Items from a dataset
··········

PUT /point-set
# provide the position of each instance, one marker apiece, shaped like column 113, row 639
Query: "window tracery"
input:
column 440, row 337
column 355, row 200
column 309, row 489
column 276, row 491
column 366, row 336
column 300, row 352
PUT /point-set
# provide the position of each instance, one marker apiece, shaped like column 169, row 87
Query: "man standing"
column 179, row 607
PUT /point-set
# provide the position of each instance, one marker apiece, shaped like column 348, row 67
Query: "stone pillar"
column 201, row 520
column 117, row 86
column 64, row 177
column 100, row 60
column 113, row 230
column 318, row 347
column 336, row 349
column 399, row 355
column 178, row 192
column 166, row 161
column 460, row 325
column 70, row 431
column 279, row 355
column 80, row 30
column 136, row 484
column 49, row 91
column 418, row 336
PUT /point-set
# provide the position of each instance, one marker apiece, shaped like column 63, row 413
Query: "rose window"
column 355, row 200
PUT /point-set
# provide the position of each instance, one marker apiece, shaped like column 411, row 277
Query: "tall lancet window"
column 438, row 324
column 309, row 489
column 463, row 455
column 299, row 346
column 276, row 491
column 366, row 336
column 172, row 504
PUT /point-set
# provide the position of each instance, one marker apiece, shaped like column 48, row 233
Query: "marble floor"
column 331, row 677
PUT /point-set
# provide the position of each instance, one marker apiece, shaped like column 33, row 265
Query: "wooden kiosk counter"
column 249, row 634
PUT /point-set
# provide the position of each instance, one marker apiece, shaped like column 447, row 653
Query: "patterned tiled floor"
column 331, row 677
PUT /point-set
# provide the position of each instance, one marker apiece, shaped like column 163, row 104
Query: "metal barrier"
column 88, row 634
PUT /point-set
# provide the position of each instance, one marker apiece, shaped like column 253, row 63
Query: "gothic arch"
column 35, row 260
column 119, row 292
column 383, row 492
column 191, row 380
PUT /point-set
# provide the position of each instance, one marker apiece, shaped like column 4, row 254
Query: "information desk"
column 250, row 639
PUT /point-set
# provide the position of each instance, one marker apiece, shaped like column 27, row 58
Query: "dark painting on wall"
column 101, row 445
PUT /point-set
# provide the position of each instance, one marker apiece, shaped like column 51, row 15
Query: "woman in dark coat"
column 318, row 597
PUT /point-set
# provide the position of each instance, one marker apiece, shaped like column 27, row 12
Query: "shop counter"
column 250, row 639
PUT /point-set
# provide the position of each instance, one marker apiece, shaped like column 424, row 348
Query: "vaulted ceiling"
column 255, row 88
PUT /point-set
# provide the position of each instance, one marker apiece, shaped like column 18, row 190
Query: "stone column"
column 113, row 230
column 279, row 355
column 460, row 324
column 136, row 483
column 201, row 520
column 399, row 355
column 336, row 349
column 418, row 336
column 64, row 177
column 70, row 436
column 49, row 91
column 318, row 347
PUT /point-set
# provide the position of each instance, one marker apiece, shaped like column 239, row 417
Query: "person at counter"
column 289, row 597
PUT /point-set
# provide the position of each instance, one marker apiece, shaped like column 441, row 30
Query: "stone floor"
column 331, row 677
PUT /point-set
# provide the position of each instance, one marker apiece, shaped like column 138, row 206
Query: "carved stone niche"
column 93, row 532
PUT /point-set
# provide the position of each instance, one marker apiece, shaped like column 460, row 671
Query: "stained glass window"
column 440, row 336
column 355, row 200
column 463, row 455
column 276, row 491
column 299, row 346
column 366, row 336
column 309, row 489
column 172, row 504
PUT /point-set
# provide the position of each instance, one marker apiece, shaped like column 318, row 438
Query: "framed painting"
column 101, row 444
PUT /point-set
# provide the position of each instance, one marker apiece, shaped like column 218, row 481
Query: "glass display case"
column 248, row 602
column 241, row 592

··········

Set task
Reproduce the complete set of lines precisely as supplied.

Written solution
PUT /point-set
# provide the position of each instance, one marker apiece, shaped like column 113, row 639
Query: "window tracery"
input:
column 440, row 337
column 355, row 200
column 309, row 489
column 276, row 491
column 366, row 336
column 300, row 352
PUT /point-set
# provide the position of each instance, one marker apiece, shaped like column 169, row 87
Query: "man standing"
column 179, row 607
PUT /point-set
# provide the position of each instance, one marker apiece, shaped like column 348, row 67
Query: "stone pillar"
column 201, row 520
column 117, row 86
column 64, row 177
column 100, row 60
column 113, row 230
column 318, row 347
column 336, row 349
column 399, row 355
column 178, row 192
column 166, row 161
column 460, row 325
column 70, row 431
column 279, row 355
column 80, row 30
column 136, row 484
column 49, row 91
column 418, row 336
PUT /point-set
# provide the position of each instance, one marker apiece, shaped like column 63, row 413
Query: "rose window"
column 355, row 200
PUT /point-set
# provide the position of each instance, one marker apiece, shaped like column 411, row 277
Query: "tall lancet window"
column 438, row 324
column 309, row 489
column 463, row 455
column 299, row 346
column 276, row 491
column 366, row 336
column 172, row 504
PUT /point-set
# provide the position of each instance, one marker apiece, shaped like column 48, row 233
Query: "marble floor"
column 331, row 677
PUT /point-set
# provide the position of each instance, one marker apiece, shaped like column 33, row 265
Query: "wooden kiosk counter"
column 249, row 634
PUT /point-set
# provide the position of each instance, one marker apiece, shaped like column 447, row 653
Query: "patterned tiled floor"
column 331, row 677
PUT /point-set
# provide the position of each instance, one marker apiece, shaped like column 163, row 104
Query: "metal barrier"
column 88, row 634
PUT /point-set
# provide the position of each instance, one marker apiece, shaped like column 253, row 63
Query: "gothic arch"
column 35, row 260
column 119, row 292
column 383, row 492
column 191, row 380
PUT /point-set
# provide the position of each instance, one marker apiece, shaped like column 4, row 254
Query: "information desk"
column 250, row 639
PUT /point-set
# provide the position of each instance, one marker apiece, shaped like column 27, row 58
Query: "dark painting on wall"
column 101, row 445
PUT /point-set
# provide the position of each instance, one marker apiece, shaped like column 51, row 15
Query: "woman in dark coat"
column 318, row 597
PUT /point-set
# provide the position of each instance, one marker apiece, shaped like column 27, row 12
Query: "shop counter"
column 250, row 639
PUT /point-set
# provide the position of each instance, one marker apiece, shaped like column 424, row 348
Query: "vaulted ceiling"
column 255, row 88
PUT /point-set
# provide the position of each instance, one marker apiece, shaped like column 18, row 190
Query: "stone column"
column 113, row 230
column 279, row 355
column 460, row 324
column 136, row 483
column 201, row 520
column 399, row 355
column 336, row 349
column 418, row 336
column 64, row 177
column 70, row 436
column 49, row 91
column 318, row 347
PUT /point-set
# provide the position of each instance, one marker apiece, shaped like column 239, row 417
Query: "person at counter"
column 289, row 597
PUT /point-set
# provide the position of each instance, one marker apiece, shaped like column 441, row 30
Query: "stone floor"
column 331, row 677
PUT /point-set
# provide the position of each instance, one marker apiece, shaped like column 138, row 206
Query: "carved stone niche"
column 93, row 532
PUT /point-set
# provide the position of each instance, one marker apiece, shaped like column 460, row 671
Query: "stained glass window"
column 440, row 336
column 355, row 200
column 463, row 455
column 276, row 491
column 299, row 346
column 366, row 336
column 309, row 489
column 172, row 504
PUT /point-set
# provide the position of each instance, one marker apiece, shaped like column 318, row 438
Query: "framed painting"
column 101, row 444
PUT /point-set
# provide the position of each instance, one marker apiece, shaped like column 218, row 481
Query: "glass display case"
column 248, row 602
column 241, row 592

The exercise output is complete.